▶ WORK REQUIRED: Copy out every line of the records below that contains the word "bare", matching case exactly.

## start LISTED ENTRIES

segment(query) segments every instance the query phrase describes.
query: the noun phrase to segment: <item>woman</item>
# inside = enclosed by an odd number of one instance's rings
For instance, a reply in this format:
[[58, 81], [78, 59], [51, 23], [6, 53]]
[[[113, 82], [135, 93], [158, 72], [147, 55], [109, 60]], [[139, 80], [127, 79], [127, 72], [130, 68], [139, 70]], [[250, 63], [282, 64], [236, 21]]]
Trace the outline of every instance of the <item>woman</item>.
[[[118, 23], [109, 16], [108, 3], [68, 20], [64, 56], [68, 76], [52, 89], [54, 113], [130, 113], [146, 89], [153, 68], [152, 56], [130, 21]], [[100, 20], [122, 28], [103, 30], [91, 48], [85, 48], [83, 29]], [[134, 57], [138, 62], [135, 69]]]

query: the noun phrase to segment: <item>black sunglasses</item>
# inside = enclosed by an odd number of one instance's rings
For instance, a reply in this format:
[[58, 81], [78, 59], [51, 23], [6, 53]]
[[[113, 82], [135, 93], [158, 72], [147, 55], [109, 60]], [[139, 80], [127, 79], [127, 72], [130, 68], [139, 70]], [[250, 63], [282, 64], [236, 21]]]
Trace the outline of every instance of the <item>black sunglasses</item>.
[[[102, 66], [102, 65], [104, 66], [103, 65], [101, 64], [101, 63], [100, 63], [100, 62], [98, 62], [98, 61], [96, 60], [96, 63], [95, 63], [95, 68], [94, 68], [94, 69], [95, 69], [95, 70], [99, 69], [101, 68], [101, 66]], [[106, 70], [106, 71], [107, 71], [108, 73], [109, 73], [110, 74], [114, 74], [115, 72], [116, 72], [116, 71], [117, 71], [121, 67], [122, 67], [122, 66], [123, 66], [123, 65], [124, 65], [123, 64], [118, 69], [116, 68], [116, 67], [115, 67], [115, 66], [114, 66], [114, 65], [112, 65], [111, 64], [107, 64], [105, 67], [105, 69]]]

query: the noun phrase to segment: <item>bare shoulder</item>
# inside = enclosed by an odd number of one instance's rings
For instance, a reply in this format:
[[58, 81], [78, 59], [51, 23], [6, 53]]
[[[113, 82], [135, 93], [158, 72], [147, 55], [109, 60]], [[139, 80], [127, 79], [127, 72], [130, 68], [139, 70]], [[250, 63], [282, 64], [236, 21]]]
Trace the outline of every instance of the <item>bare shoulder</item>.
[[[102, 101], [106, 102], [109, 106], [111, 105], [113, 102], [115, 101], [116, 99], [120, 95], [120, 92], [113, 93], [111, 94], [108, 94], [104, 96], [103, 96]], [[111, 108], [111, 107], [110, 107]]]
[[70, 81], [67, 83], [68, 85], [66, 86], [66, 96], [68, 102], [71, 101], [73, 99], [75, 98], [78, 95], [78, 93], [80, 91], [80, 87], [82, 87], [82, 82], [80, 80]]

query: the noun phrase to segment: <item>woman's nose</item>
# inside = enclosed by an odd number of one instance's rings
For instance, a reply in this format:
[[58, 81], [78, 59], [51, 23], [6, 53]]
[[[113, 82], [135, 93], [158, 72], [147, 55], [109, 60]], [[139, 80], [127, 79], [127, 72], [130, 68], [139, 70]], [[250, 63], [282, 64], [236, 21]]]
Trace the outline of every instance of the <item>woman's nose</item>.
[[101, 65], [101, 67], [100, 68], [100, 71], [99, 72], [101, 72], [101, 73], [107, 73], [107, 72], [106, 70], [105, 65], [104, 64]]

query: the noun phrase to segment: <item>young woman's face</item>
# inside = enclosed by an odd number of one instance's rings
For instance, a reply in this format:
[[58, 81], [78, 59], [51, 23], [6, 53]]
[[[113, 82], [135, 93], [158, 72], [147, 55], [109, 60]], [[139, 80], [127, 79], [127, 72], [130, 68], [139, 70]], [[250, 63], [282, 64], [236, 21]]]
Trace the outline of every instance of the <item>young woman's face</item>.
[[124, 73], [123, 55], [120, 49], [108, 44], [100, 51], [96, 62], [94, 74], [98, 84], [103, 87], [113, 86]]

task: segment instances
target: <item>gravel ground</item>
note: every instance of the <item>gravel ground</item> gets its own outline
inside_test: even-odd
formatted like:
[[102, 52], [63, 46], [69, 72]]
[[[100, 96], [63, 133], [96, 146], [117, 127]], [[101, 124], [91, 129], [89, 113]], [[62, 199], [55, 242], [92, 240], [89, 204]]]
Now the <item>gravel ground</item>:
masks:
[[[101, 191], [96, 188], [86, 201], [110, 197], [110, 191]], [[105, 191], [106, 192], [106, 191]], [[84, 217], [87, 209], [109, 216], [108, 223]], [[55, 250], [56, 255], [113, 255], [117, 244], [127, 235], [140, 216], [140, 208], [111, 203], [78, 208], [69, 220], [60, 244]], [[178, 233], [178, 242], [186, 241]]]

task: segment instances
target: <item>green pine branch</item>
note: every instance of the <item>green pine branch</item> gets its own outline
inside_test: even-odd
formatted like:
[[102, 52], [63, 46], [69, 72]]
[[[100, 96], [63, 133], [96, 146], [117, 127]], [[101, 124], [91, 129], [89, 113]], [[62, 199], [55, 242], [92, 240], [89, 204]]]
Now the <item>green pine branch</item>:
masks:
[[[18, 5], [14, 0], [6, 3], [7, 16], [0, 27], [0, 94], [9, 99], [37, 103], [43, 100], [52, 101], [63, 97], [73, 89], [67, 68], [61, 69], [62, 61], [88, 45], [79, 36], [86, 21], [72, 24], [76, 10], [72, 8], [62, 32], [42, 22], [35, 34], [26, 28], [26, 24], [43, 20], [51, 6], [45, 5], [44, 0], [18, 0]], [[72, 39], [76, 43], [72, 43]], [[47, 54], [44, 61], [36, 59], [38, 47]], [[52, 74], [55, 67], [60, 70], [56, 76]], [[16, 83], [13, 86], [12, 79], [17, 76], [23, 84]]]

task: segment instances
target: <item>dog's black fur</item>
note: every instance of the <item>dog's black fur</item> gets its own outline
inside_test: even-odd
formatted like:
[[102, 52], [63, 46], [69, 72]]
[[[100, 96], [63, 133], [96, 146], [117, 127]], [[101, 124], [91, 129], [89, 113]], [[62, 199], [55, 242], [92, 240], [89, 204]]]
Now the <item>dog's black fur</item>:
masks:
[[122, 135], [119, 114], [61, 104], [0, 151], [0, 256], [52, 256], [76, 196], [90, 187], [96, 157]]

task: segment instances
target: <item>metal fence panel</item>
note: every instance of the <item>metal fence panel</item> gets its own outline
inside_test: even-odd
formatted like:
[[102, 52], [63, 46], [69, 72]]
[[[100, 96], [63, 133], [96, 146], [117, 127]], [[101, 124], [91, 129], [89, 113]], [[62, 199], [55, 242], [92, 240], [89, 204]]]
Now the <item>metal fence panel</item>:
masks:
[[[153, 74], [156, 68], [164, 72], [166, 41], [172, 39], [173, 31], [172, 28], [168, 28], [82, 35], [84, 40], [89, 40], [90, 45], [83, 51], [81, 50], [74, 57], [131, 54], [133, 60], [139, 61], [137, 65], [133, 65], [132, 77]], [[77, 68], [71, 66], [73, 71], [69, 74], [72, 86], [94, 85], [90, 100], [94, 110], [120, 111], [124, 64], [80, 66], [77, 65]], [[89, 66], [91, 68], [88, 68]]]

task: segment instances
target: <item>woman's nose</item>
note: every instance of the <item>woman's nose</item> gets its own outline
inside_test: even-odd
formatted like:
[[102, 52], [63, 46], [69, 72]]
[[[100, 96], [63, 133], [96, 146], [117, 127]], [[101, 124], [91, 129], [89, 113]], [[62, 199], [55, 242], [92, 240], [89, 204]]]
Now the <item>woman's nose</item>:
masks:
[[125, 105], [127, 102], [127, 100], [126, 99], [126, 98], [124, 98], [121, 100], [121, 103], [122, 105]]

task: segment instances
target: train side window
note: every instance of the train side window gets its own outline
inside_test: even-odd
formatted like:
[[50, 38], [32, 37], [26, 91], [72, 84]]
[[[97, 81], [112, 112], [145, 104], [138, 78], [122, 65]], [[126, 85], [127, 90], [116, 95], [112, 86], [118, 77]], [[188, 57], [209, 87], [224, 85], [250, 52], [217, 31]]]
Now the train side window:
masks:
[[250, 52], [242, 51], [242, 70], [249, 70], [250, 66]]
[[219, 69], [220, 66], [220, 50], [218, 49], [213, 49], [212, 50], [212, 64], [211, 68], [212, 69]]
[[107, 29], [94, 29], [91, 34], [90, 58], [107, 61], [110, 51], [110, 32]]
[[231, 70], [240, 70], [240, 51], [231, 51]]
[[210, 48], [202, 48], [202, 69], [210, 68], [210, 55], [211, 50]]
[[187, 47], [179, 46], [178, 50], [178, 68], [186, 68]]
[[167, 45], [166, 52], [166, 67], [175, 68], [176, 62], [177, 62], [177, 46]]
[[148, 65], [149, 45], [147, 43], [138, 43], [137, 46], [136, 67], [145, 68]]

## end LISTED ENTRIES

▶ CORRECT RESPONSE:
query: the noun phrase to segment: <item>bare shoulder</item>
Trace the outline of every instance of the <item>bare shoulder</item>.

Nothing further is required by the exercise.